- **Prompt**: Please find each line in the records below that contains the word "pine" and copy those lines out in full. Case counts.

- **Dataset excerpts**:
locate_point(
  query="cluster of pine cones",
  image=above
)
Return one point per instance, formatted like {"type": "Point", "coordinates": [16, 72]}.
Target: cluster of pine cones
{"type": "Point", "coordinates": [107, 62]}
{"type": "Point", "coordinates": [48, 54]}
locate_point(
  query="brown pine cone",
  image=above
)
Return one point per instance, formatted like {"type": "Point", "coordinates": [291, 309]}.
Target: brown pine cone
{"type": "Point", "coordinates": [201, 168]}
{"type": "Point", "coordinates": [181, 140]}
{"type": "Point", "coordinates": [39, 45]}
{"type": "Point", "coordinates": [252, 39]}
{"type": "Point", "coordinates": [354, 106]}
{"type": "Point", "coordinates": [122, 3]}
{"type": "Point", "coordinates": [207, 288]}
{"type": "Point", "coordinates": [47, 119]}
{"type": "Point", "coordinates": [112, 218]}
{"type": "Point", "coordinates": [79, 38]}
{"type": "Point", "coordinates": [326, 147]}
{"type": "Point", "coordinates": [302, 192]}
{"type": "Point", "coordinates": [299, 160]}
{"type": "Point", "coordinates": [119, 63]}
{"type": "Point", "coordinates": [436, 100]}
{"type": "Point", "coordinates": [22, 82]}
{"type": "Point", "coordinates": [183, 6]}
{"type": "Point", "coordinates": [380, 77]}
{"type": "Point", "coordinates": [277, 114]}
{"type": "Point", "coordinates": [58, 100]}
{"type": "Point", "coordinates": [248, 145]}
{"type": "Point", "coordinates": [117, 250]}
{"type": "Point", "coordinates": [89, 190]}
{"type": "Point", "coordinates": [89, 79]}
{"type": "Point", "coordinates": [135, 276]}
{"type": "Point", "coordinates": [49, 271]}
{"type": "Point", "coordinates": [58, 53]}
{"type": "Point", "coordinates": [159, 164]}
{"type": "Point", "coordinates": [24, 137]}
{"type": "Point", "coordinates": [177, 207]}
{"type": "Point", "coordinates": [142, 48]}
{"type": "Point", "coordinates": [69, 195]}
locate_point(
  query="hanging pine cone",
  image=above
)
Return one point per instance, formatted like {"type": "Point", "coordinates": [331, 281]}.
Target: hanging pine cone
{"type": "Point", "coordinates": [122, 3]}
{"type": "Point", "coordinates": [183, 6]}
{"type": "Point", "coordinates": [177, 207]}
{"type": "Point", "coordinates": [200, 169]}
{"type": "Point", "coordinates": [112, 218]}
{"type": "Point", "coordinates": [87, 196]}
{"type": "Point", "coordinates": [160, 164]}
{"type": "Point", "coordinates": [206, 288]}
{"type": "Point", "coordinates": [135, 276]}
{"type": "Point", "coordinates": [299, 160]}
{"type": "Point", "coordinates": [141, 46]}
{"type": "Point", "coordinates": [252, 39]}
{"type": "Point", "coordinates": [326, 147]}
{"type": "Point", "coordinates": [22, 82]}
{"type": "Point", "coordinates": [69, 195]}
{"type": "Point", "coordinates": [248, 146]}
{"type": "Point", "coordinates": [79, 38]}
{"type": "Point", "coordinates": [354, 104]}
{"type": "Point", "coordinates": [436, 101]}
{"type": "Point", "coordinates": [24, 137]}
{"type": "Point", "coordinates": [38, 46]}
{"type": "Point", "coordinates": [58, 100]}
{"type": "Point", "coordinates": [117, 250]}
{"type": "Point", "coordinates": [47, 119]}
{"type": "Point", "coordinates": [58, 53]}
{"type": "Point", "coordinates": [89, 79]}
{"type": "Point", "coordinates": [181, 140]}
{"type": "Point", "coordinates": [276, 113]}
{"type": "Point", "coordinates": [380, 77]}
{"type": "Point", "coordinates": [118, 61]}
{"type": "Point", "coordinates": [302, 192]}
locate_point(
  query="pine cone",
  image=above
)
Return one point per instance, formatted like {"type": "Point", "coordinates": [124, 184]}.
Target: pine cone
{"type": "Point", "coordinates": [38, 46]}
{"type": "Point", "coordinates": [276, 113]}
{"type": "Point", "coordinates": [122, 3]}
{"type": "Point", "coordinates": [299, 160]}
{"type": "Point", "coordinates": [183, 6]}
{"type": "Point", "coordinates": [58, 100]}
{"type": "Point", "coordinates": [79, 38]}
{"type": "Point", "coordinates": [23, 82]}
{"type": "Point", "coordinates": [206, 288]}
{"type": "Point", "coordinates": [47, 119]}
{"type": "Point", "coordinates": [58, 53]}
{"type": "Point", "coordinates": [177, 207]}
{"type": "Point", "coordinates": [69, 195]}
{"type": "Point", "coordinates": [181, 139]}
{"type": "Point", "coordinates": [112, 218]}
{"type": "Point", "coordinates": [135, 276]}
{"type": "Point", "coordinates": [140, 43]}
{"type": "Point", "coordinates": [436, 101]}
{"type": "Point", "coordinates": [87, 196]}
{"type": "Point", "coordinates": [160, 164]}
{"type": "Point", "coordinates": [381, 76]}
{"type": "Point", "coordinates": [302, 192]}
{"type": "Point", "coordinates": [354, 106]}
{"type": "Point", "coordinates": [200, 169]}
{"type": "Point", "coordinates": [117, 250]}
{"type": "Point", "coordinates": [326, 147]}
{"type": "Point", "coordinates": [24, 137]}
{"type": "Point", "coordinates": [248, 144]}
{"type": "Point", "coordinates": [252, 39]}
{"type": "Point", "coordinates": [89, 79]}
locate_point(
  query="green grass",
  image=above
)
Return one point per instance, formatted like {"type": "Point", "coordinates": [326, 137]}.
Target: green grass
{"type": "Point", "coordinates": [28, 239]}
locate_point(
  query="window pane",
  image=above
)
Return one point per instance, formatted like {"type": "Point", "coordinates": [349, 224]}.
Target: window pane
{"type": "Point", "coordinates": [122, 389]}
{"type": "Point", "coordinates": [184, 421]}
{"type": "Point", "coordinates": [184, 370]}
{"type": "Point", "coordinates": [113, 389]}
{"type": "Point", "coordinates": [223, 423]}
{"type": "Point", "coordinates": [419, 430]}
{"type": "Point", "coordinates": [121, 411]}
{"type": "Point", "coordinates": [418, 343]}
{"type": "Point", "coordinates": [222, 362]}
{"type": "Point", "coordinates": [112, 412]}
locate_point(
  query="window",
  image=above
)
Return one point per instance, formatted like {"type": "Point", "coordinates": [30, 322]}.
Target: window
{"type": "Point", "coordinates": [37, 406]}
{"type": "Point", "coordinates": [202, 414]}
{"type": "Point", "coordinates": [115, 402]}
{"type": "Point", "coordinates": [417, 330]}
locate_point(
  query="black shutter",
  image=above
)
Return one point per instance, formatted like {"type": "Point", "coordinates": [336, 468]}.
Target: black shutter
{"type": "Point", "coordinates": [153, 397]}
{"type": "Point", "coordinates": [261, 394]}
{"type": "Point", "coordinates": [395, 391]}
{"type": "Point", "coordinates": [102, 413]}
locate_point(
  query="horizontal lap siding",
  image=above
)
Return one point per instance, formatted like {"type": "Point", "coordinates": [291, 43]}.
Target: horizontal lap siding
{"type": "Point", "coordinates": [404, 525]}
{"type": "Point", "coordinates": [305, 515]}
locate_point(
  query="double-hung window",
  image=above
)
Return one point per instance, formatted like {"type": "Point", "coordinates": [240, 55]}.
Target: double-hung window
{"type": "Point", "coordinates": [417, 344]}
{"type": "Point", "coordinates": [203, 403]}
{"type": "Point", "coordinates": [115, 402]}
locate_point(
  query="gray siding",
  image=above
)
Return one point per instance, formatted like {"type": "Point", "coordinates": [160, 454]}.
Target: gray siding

- **Task response**:
  query="cluster of pine cones",
Target: cluster of pine cones
  query="brown pine cone",
Target: brown pine cone
  query="hanging pine cone",
Target: hanging pine cone
  query="pine cone",
Target: pine cone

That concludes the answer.